> [Page extract]:

* * * *

As I sit here and type to you I am in pain. To be honest with you, I am pretty much always in at least mild pain. As hard as I have worked and as healthy as I have gotten, I have yet to really know a day without fibromyalgia. If the pain is low and the fatigue is low then it is a good day and it is as close to ‘normal’ as I have been in many years. On those days when the pain is high or the fatigue is high I know it’s going to be a long day. But on those days when both the pain and fatigue are high I just want to crawl into a cocoon and rest until it’s gone. A suspended state of warm love wrapped around my body until it passes.
Two years ago I was in a constant state of high pain and high fatigue. I had been in a flare for 3 years at that point and I was so fed up with it. When I got the diagnosis of fibromyalgia after years of investigating and visiting doctor after doctor I felt two things. A sense of relief that ‘now I know’ and a sense of loss realizing that my life would never be the same. That there would never be that magic pill to just make everything ok and get me back to the person that I used to be.
That sense of loss made me give up hope. It made me give in to the medications, medicated salves and patches and just face the fact that I will always feel like this, and for those of you with fibro you know what ‘feel like this’ really means. I ate a lot of fast food. I watched a lot of tv. I got a recliner so that I could lay and watch tv but be properly supported so that my muscles didn’t strain too much.
I was so sick at one point that I wasn’t sleeping through the night, ever, because I was in too much pain. I could only turn my head a few inches in either direction which made driving difficult. I had severe memory issues and was diagnosed with adult adhd which the dr said was a byproduct of the medication and pain that my brain was dealing with. I couldn’t stand up from a sitting position and not almost black out because of the change in position. (One dr likened it to postural tachycardia – it obviously wasn’t there is nothing wrong with my heart. It was just a side effect of my meds.) My hair started falling out and it was becoming noticeable enough that my dermatologist asked me about it at a regular visit to her and prescribed a medicated shampoo. Basically, I was doing nothing but resting so that I had enough energy to go to work and visit my doctors. Just breathing was exhausting.
When I was diagnosed I also had to mourn the loss of myself. I was always the fun friend. The one that organized the get togethers and activities. A few of my friends even called me Julie, a reference to Julie the Cruise Director on the Love Boat tv show (yes, I am showing my age with that reference!). I slowly started going out less and less to the point where I can say now that most of my friends I haven’t seen or spoken to in years. I see them on social media and we exchange chats but nothing substantial. I had to mourn the loss of the career that I was aspiring to. I was too tired and too ‘foggy’ to even care anymore about climbing the corporate ladder. I was lucky to have the energy to wake up, shower, drive to the office, work and get home. Exhausting!

* * * *

> [Problem A]:
According to the fibromyalgia account, how long had the writer been in a flare two years ago?
> [Problem B]:
Write out the fibromyalgia account from "Two years ago" up to and including "used to be.", swapping "relief" for "comfort".
> [Problem C]:
Which activities does the fibromyalgia account say the writer was lucky to have the energy to do?

> [Information provided]:
* * * *

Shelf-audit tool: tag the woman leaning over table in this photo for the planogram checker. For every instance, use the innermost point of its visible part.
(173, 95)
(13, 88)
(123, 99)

* * * *

> [Written answer A]:
The writer had been in a flare for 3 years at that point.

> [Written answer B]:
Two years ago I was in a constant state of high pain and high fatigue. I had been in a flare for 3 years at that point and I was so fed up with it. When I got the diagnosis of fibromyalgia after years of investigating and visiting doctor after doctor I felt two things. A sense of comfort that ‘now I know’ and a sense of loss realizing that my life would never be the same. That there would never be that magic pill to just make everything ok and get me back to the person that I used to be.

> [Written answer C]:
Wake up, shower, drive to the office, work, and get home.